* [Aim of the exercise] Return the part of the listing that opens with the line containing "Find the dark" and closes with the line containing "Outlines of the dark", both ends included, repeated line for line. Give only those lines.

————

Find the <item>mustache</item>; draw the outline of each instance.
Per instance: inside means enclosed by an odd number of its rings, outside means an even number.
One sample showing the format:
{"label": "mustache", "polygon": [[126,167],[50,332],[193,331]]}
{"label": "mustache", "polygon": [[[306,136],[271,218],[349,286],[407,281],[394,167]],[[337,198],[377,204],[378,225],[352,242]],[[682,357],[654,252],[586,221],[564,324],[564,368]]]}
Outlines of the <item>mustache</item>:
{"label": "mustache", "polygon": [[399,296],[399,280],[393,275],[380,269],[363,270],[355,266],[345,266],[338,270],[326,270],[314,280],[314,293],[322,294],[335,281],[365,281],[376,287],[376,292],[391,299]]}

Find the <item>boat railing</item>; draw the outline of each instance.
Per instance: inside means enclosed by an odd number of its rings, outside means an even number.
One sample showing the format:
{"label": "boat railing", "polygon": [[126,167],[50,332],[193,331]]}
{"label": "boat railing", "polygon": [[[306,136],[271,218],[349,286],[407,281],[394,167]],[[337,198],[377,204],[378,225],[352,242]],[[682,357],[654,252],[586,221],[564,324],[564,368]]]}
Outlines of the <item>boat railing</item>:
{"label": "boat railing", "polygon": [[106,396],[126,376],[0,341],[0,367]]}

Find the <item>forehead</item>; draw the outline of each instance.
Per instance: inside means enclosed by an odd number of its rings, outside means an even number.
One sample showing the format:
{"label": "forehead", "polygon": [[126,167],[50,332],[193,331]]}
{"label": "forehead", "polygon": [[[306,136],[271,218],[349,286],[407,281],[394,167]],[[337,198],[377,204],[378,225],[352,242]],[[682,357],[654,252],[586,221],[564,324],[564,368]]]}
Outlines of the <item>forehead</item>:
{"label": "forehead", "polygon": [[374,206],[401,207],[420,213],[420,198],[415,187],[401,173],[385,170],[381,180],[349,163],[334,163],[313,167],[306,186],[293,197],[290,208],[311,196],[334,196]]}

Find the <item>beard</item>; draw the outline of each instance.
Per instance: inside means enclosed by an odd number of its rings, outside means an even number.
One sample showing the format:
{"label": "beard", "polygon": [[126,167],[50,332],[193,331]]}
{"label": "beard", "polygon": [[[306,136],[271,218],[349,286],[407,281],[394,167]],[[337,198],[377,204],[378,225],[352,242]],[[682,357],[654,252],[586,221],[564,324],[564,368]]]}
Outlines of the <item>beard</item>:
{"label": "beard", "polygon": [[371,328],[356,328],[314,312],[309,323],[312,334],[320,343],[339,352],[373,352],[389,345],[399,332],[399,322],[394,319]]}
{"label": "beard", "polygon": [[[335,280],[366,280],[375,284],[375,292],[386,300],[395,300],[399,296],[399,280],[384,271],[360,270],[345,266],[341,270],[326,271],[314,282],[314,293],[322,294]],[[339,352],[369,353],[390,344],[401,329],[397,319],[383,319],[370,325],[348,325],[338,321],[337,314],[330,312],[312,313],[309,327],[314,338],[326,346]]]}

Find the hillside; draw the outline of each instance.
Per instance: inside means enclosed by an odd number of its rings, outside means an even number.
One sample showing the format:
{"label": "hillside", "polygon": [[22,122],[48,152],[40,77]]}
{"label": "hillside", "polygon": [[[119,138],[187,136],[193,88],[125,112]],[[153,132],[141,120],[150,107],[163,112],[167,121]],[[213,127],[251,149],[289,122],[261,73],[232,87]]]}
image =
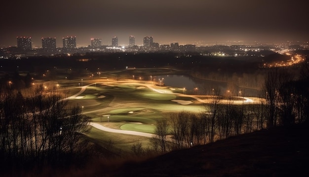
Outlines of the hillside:
{"label": "hillside", "polygon": [[111,176],[305,176],[308,125],[277,127],[127,163]]}

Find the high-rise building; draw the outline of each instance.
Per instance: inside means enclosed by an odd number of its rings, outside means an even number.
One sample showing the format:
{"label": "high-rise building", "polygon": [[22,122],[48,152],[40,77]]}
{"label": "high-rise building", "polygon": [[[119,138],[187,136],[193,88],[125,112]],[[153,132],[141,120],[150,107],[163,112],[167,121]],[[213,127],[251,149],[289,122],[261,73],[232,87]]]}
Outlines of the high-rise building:
{"label": "high-rise building", "polygon": [[101,39],[91,39],[91,47],[99,48],[101,47],[102,40]]}
{"label": "high-rise building", "polygon": [[32,49],[31,37],[17,37],[17,47],[23,50]]}
{"label": "high-rise building", "polygon": [[154,43],[154,38],[152,37],[146,36],[144,38],[144,46],[150,47]]}
{"label": "high-rise building", "polygon": [[115,37],[113,38],[113,39],[112,39],[112,46],[115,46],[116,47],[118,46],[118,37],[117,37],[115,36]]}
{"label": "high-rise building", "polygon": [[76,37],[71,36],[62,38],[63,48],[67,49],[76,48]]}
{"label": "high-rise building", "polygon": [[129,39],[129,45],[133,46],[134,45],[135,45],[135,37],[131,36]]}
{"label": "high-rise building", "polygon": [[178,43],[171,43],[171,49],[173,50],[178,50],[179,49],[179,44]]}
{"label": "high-rise building", "polygon": [[56,38],[42,38],[42,48],[45,51],[56,50]]}

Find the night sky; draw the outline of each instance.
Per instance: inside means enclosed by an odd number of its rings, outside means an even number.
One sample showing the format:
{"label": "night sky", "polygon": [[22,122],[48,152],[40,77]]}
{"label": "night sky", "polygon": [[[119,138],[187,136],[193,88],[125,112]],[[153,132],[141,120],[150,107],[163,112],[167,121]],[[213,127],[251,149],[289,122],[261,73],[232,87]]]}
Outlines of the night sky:
{"label": "night sky", "polygon": [[[300,0],[5,0],[1,5],[0,46],[16,46],[17,36],[77,37],[77,46],[91,38],[120,45],[129,36],[143,44],[154,37],[160,44],[214,44],[227,41],[309,41],[309,9]],[[241,43],[243,43],[242,42]]]}

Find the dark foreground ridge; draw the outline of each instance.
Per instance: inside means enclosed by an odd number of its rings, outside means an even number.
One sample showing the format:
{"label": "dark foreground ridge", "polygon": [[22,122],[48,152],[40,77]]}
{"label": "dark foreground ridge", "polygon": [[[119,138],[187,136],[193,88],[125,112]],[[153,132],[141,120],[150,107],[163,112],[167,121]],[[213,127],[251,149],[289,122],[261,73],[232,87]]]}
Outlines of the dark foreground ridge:
{"label": "dark foreground ridge", "polygon": [[303,177],[308,125],[276,127],[124,164],[112,176]]}

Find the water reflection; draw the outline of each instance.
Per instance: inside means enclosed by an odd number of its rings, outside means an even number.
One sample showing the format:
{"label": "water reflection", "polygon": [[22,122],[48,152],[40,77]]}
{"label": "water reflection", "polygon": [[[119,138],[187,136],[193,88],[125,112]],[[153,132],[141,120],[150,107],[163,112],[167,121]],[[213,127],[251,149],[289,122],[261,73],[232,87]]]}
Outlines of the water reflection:
{"label": "water reflection", "polygon": [[[204,80],[186,75],[170,75],[153,76],[153,80],[159,85],[185,88],[188,94],[210,94],[213,88],[220,89],[221,94],[231,90],[230,86],[225,82]],[[257,96],[258,91],[254,89],[239,88],[233,88],[233,96]]]}

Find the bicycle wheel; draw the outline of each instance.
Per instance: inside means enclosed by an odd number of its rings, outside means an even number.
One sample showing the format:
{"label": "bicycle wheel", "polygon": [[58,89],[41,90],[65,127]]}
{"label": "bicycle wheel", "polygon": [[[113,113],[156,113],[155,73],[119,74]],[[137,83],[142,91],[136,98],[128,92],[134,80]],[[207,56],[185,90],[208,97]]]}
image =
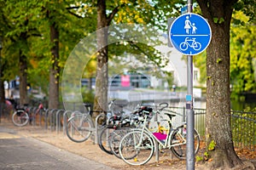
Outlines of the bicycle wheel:
{"label": "bicycle wheel", "polygon": [[119,144],[122,160],[130,165],[143,165],[154,154],[154,143],[149,134],[132,131],[124,136]]}
{"label": "bicycle wheel", "polygon": [[28,123],[28,113],[23,110],[18,110],[13,114],[12,121],[15,125],[18,127],[23,127]]}
{"label": "bicycle wheel", "polygon": [[110,139],[112,133],[114,131],[113,128],[110,128],[108,127],[105,127],[102,128],[100,136],[99,136],[99,146],[101,150],[105,151],[108,154],[113,155],[110,149]]}
{"label": "bicycle wheel", "polygon": [[[200,145],[200,136],[198,132],[194,130],[194,139],[195,139],[195,155],[199,150]],[[171,144],[174,145],[171,147],[171,150],[175,156],[179,159],[186,159],[186,127],[184,125],[178,127],[172,133],[171,137]]]}
{"label": "bicycle wheel", "polygon": [[111,139],[109,141],[110,150],[112,153],[119,159],[121,159],[119,155],[120,141],[122,138],[129,132],[131,132],[130,128],[121,128],[111,133]]}
{"label": "bicycle wheel", "polygon": [[93,127],[90,115],[76,114],[67,123],[67,136],[73,142],[84,142],[91,135]]}

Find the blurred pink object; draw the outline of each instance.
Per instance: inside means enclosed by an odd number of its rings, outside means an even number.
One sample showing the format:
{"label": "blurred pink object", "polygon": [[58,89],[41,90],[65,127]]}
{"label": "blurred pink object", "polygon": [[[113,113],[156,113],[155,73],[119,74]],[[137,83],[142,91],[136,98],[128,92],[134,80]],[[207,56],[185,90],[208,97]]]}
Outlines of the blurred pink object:
{"label": "blurred pink object", "polygon": [[165,140],[166,139],[167,134],[163,134],[160,133],[153,133],[153,134],[159,140]]}

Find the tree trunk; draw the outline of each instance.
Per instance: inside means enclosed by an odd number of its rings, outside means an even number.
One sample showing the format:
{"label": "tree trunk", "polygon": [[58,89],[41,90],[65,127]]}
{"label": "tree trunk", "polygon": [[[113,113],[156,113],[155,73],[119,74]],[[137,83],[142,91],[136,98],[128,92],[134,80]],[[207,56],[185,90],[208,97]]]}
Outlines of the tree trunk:
{"label": "tree trunk", "polygon": [[[108,19],[105,0],[97,1],[97,70],[94,110],[108,110]],[[94,119],[98,113],[93,114]]]}
{"label": "tree trunk", "polygon": [[[236,156],[230,127],[230,27],[235,1],[197,0],[212,28],[212,41],[207,56],[207,144],[215,143],[208,150],[210,168],[230,169],[242,165]],[[216,21],[218,20],[218,21]]]}
{"label": "tree trunk", "polygon": [[24,105],[28,104],[27,97],[27,61],[26,56],[22,54],[21,49],[20,49],[20,105]]}
{"label": "tree trunk", "polygon": [[49,68],[49,108],[59,108],[59,31],[55,23],[50,26],[50,42],[53,44],[51,48],[51,66]]}

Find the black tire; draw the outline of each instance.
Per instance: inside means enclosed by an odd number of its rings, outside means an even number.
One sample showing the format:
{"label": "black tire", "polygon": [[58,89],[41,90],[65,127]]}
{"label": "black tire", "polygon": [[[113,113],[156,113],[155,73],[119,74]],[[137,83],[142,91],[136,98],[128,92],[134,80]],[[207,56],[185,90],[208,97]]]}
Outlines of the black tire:
{"label": "black tire", "polygon": [[111,151],[111,148],[110,148],[110,139],[111,139],[112,133],[113,131],[114,131],[113,128],[105,126],[102,129],[98,139],[98,144],[101,150],[109,155],[113,155],[113,152]]}
{"label": "black tire", "polygon": [[76,114],[67,123],[67,136],[73,142],[84,142],[91,135],[93,128],[90,115]]}
{"label": "black tire", "polygon": [[29,122],[29,116],[23,110],[16,110],[12,116],[13,123],[17,127],[23,127]]}
{"label": "black tire", "polygon": [[131,132],[130,128],[121,128],[116,129],[111,133],[111,139],[109,141],[110,150],[112,153],[119,159],[121,159],[121,156],[119,155],[120,141],[122,138],[129,132]]}
{"label": "black tire", "polygon": [[139,130],[128,133],[120,141],[120,156],[124,162],[130,165],[147,163],[153,156],[154,151],[154,139],[147,133],[142,133]]}
{"label": "black tire", "polygon": [[[171,150],[175,156],[179,159],[186,159],[186,142],[183,143],[183,138],[187,141],[186,127],[184,125],[178,127],[172,133],[171,137],[171,144],[176,144],[177,146],[171,147]],[[182,136],[182,137],[181,137]],[[194,139],[195,139],[195,155],[197,154],[200,146],[200,135],[198,132],[194,130]],[[182,144],[183,143],[183,144]]]}

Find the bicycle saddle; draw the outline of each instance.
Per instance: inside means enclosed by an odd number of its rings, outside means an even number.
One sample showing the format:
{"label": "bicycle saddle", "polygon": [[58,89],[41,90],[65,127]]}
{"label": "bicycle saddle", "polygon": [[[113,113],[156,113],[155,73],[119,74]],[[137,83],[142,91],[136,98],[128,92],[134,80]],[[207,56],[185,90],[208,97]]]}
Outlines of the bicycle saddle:
{"label": "bicycle saddle", "polygon": [[125,107],[125,106],[128,105],[129,102],[127,99],[115,99],[115,100],[113,100],[113,104],[119,107]]}

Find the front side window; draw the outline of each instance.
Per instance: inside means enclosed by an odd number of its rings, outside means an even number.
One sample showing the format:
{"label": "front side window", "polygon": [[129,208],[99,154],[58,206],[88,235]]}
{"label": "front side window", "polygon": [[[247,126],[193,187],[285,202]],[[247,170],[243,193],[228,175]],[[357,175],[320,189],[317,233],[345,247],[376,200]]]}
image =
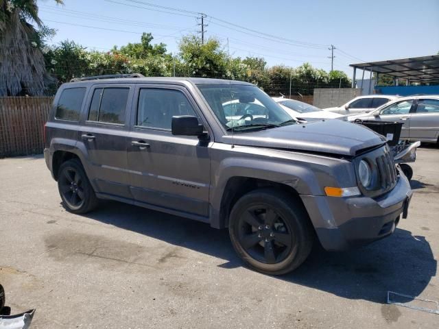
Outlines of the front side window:
{"label": "front side window", "polygon": [[410,112],[413,101],[402,101],[390,105],[381,110],[381,115],[407,114]]}
{"label": "front side window", "polygon": [[198,84],[212,111],[226,130],[268,129],[295,123],[284,109],[255,86]]}
{"label": "front side window", "polygon": [[177,115],[197,117],[181,91],[149,88],[140,90],[137,125],[170,130],[172,117]]}
{"label": "front side window", "polygon": [[416,107],[416,113],[438,113],[439,112],[439,100],[419,99]]}
{"label": "front side window", "polygon": [[86,89],[69,88],[62,90],[56,105],[55,117],[61,120],[79,121]]}
{"label": "front side window", "polygon": [[88,111],[88,121],[106,123],[125,123],[129,88],[97,88]]}
{"label": "front side window", "polygon": [[349,104],[349,108],[370,108],[372,98],[360,98]]}
{"label": "front side window", "polygon": [[372,101],[372,107],[373,108],[379,108],[381,105],[384,105],[388,101],[389,101],[389,99],[388,98],[374,98]]}

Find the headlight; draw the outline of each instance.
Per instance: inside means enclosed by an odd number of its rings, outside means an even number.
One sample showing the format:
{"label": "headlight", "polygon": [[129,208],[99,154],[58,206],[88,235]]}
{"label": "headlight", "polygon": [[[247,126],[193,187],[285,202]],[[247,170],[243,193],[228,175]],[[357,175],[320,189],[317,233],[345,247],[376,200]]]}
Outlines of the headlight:
{"label": "headlight", "polygon": [[358,166],[358,175],[359,181],[365,188],[369,187],[372,181],[372,169],[369,164],[364,160],[359,162]]}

————

* [Written reply]
Find the dark foreground ridge; draw the outline of each instance.
Per instance: inside means enclosed by an odd number of its rings, outside means an even number.
One sample showing the format:
{"label": "dark foreground ridge", "polygon": [[22,122],[48,152],[40,77]]}
{"label": "dark foreground ridge", "polygon": [[[119,138],[187,136],[193,88],[125,112]],[[153,132],[141,120],[150,107],[163,112],[167,121]],[[213,127],[251,149],[289,122],[261,73],[232,87]]]}
Outlines of the dark foreground ridge:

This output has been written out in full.